● Your objective
In the listing below, every line with the word "reflection" needs to be copied.

● Excerpted data
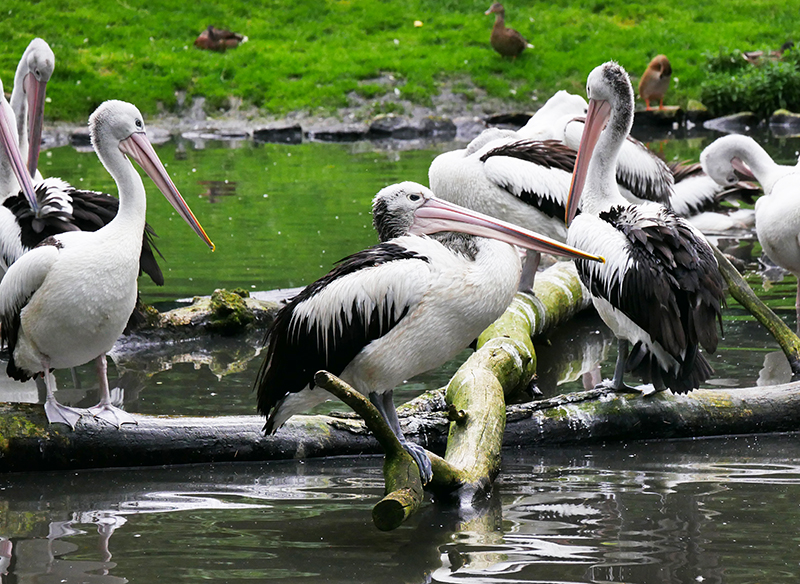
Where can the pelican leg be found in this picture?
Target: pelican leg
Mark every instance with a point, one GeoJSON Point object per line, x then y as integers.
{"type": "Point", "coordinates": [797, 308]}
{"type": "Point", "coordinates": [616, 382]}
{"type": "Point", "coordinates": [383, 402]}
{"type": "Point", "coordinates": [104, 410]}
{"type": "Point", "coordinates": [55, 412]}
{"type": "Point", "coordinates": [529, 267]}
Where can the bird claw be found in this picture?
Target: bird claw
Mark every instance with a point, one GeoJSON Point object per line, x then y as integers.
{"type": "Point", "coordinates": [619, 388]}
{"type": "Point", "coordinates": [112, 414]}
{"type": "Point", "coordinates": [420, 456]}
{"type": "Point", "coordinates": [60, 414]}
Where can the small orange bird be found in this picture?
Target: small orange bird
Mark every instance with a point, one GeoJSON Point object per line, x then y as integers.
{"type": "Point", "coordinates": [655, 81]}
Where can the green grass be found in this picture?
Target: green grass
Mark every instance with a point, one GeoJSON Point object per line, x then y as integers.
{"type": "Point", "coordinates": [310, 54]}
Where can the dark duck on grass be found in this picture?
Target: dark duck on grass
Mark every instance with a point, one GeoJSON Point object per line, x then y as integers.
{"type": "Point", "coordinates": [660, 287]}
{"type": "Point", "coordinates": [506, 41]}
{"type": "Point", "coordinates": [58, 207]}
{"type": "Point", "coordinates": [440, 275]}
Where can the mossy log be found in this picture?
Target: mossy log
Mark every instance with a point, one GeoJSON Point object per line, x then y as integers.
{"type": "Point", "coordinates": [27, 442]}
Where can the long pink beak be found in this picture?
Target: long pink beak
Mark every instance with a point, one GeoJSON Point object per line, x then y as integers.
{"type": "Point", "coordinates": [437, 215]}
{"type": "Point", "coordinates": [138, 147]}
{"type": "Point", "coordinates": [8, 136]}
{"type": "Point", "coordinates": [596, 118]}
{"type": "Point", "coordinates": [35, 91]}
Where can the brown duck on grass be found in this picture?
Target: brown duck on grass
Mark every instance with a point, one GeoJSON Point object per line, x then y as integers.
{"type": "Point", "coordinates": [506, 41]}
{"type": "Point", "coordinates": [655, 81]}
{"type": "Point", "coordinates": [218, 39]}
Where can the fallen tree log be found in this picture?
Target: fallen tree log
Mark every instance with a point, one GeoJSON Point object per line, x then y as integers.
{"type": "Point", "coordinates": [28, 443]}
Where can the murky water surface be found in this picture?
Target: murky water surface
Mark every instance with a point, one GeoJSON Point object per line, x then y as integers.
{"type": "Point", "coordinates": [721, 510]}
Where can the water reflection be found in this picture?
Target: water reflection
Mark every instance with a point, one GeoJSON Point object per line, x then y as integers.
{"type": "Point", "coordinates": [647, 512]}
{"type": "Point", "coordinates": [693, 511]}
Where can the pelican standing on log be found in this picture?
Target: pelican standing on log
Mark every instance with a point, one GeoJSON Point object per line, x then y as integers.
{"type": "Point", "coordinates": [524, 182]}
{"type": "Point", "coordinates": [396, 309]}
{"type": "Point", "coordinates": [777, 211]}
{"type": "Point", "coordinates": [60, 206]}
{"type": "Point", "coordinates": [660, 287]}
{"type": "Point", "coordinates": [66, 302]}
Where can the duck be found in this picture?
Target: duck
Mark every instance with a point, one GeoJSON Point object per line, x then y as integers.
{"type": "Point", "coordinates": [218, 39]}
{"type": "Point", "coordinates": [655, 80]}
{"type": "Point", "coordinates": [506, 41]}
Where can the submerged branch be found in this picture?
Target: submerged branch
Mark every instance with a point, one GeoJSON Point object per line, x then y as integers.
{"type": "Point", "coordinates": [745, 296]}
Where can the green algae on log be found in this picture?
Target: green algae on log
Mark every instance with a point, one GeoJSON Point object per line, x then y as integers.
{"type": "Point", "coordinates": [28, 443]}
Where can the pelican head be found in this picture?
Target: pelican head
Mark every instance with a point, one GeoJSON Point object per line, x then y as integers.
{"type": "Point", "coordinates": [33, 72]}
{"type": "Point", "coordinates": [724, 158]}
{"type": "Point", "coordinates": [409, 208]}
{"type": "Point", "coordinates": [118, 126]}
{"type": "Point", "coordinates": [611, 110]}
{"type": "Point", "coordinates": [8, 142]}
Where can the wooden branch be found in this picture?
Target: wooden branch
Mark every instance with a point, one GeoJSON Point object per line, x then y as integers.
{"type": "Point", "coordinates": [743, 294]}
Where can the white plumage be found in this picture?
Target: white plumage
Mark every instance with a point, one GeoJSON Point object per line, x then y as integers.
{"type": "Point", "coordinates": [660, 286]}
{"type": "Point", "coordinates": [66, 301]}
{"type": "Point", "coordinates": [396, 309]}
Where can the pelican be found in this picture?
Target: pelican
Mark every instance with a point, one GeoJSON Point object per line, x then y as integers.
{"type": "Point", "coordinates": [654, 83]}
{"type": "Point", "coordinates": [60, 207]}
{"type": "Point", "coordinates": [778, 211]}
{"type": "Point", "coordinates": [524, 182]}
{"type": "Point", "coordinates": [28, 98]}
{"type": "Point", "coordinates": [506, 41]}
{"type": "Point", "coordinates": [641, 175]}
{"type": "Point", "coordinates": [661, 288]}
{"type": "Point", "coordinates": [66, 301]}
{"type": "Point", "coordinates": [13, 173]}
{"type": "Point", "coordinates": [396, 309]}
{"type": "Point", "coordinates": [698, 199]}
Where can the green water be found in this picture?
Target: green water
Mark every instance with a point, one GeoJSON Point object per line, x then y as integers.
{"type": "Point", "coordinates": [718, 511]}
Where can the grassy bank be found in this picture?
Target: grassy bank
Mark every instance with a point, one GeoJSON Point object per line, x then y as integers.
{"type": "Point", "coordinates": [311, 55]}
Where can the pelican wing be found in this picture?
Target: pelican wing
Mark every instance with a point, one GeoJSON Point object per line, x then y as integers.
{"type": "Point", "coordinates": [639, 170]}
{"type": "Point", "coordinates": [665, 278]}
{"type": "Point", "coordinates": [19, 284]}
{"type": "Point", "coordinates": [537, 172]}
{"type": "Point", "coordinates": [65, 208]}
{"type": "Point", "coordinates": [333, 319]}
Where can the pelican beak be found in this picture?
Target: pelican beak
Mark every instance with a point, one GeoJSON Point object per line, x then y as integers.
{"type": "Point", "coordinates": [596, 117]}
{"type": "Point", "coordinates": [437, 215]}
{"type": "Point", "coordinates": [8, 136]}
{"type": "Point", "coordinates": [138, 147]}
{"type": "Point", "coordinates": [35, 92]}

...

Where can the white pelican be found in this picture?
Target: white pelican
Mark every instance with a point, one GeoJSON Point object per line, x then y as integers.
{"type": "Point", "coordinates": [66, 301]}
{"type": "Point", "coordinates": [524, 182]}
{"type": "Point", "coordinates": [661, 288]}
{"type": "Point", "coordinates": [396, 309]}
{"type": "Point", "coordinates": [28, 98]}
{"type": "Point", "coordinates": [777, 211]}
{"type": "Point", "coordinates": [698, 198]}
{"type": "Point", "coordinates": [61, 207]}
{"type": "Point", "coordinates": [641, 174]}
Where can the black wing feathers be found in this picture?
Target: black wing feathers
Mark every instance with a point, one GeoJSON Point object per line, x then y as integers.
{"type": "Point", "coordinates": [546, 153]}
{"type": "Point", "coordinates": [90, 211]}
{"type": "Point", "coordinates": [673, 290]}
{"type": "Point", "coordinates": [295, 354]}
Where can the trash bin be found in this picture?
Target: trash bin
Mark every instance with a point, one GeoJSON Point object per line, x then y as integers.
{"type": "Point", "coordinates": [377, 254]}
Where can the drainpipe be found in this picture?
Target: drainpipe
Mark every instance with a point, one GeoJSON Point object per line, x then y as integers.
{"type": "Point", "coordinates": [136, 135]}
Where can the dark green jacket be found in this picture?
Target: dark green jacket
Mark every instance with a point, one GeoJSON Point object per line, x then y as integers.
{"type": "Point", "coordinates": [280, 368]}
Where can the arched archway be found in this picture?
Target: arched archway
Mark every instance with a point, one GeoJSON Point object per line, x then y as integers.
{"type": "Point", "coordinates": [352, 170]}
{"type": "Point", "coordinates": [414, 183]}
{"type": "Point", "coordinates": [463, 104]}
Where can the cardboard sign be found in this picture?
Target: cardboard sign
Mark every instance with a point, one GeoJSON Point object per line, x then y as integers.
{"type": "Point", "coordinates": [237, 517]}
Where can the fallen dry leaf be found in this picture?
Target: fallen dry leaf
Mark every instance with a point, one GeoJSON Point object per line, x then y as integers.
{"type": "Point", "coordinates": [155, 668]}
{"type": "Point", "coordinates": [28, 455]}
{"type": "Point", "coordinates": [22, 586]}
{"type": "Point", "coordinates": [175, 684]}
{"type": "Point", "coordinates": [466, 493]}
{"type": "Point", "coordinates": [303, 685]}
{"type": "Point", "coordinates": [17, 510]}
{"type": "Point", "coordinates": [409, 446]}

● Output for this task
Where can the water reflection be found in this picture?
Target: water reflection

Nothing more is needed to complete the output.